● **What you have to do**:
Type out the records that follow, exactly as given.

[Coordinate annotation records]
════════════════════

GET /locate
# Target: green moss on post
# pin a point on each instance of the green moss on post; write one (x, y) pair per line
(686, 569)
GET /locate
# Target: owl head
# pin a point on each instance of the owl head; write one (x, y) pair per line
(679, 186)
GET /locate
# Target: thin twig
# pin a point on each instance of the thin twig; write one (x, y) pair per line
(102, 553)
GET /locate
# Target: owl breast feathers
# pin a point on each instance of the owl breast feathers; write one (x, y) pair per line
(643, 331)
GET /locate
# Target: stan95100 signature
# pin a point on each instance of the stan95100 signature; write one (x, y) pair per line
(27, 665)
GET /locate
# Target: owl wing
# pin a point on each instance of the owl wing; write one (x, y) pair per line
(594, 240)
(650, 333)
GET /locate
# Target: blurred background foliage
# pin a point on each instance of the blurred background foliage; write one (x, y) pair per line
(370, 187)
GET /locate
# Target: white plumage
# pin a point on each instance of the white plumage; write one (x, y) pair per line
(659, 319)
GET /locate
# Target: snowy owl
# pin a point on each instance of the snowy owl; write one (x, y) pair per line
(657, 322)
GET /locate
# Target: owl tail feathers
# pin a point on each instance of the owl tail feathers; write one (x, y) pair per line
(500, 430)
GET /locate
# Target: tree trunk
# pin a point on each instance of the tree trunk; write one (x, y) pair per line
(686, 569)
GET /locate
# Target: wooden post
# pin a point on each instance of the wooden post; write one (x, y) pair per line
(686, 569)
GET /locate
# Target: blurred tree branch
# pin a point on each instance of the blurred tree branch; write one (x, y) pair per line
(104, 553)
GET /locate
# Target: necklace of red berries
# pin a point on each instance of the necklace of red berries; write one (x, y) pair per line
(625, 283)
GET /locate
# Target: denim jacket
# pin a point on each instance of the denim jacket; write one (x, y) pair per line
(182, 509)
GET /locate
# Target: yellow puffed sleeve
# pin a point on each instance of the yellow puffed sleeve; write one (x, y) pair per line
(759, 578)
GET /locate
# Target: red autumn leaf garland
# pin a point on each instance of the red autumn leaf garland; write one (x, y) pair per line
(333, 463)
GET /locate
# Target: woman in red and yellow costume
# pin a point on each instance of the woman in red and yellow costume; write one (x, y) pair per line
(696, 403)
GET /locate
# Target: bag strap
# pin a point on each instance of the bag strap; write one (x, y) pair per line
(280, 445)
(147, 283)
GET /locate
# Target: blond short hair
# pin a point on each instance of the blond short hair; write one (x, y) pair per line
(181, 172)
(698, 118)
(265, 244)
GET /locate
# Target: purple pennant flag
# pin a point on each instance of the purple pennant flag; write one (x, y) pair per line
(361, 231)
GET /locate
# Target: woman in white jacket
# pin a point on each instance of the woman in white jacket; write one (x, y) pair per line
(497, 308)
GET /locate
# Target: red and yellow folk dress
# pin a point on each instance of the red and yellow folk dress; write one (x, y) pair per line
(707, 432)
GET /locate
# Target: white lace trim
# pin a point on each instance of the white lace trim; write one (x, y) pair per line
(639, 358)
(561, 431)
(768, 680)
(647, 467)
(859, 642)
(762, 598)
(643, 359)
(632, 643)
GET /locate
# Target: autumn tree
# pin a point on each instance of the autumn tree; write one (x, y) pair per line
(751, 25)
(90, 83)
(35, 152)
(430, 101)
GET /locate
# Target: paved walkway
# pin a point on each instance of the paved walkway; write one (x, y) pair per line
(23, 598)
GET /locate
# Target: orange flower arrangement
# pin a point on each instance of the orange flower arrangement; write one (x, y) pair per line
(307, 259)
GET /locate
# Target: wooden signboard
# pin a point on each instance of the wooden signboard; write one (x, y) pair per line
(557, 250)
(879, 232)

════════════════════

● **Exercise output**:
GET /locate
# Target: green moss on post
# pin a point on each instance of the green moss on post; write one (x, y) pair per line
(686, 569)
GET /locate
# Target: owl head
# pin a point on each instance of the owl head; write one (x, y) pair per line
(679, 186)
GET /locate
# Target: thin twig
# pin a point on each instance of the thin twig; write one (x, y) pair per line
(102, 553)
GET /locate
# Target: owl breast feathers
# pin a point on each instance of the owl breast feathers; write one (x, y) pair per line
(643, 331)
GET /locate
# Target: stan95100 signature
# pin a point on each instance of the stan95100 signature; write one (x, y) pair per line
(27, 665)
GET /locate
# Target: owl wing
# pin a point on each instance of the owl wing; write one (x, y) pair per line
(594, 240)
(650, 333)
GET /locate
# Target: blurred background foliage
# pin a point on each instance of the blurred background foliage; write one (x, y) pair per line
(370, 187)
GET /locate
# Target: white plumage
# pin a point on each instance of the white plumage; write one (x, y) pair per line
(659, 319)
GET /locate
# Target: snowy owl
# pin a point on each instance of the snowy owl; write one (x, y) pair per line
(657, 322)
GET /locate
# Target: owl tail feathers
# pin a point on each instance of the owl tail feathers; write one (x, y) pair per line
(500, 430)
GET /locate
# Target: tree trunk
# pin a point on each instance of the tree trunk; write one (x, y) pair per line
(686, 569)
GET /locate
# Target: wooden post
# pin a point on each instance of the wooden post; write one (x, y) pair per line
(686, 569)
GET /locate
# Target: blurred tree branch
# pin a point on each instance of the blurred tree branch; write one (x, y) pair per line
(104, 553)
GET /locate
# Target: necklace of red berries
# pin a point on each instance of the necklace of red berries; write one (x, y) pair per line
(625, 283)
GET /locate
# Target: denim jacket
# pin a point on each instance of the denim jacket; write one (x, y) pair per line
(182, 509)
GET /locate
# Target: yellow puffed sleeve
# pin a point on each instance of the yellow puffed sleeve; write one (x, y) pair per line
(759, 578)
GET /locate
# Target: red autumn leaf garland
# pin a point on each instance of the red autumn leaf garland; write one (x, y) pair per line
(333, 463)
GET /locate
# Target: woman in red and yellow costume
# pin a point on each instance of the woman in red and yellow costume; write one (x, y) pair per line
(696, 403)
GET /locate
# Target: bag strap
# pin a point on each instance of the bag strap; write one (x, y) pair per line
(280, 445)
(147, 283)
GET /locate
# Target: blond short hair
# pin a point on each instance of the blond short hair; write one (x, y) pair per line
(181, 172)
(698, 118)
(265, 244)
GET /locate
# Target: purple pennant flag
# pin a point on each instance of the purple pennant flag; write one (x, y) pair per line
(361, 231)
GET /locate
# Target: woman in white jacket
# pin a point on each instance of the woman in white jacket; write one (x, y) pair per line
(497, 308)
GET /locate
# Target: red and yellow folk dress
# pin a point on each instance of the red and yellow folk dress; write one (x, y) pair per line
(707, 432)
GET /locate
# Target: white lace trim
# pin a point on each instance of the white lace trim; write one (x, y) pair per line
(639, 358)
(561, 431)
(768, 680)
(647, 467)
(859, 642)
(762, 598)
(643, 359)
(632, 643)
GET /locate
# Target: autumn tree
# pin a point on each instance of the autumn tree; write one (x, y) pair per line
(751, 25)
(90, 83)
(35, 152)
(430, 101)
GET /locate
# Target: paved walkway
# pin a point on each instance of the paved walkway; write one (x, y) pair per line
(23, 598)
GET /locate
# Target: orange flower arrangement
# pin a point on each instance of the orange flower arrangement; write one (x, y) pair per line
(307, 259)
GET /locate
# Target: wooden signboard
# pin a point on each instance of the wooden signboard; write one (x, y) pair per line
(557, 250)
(879, 232)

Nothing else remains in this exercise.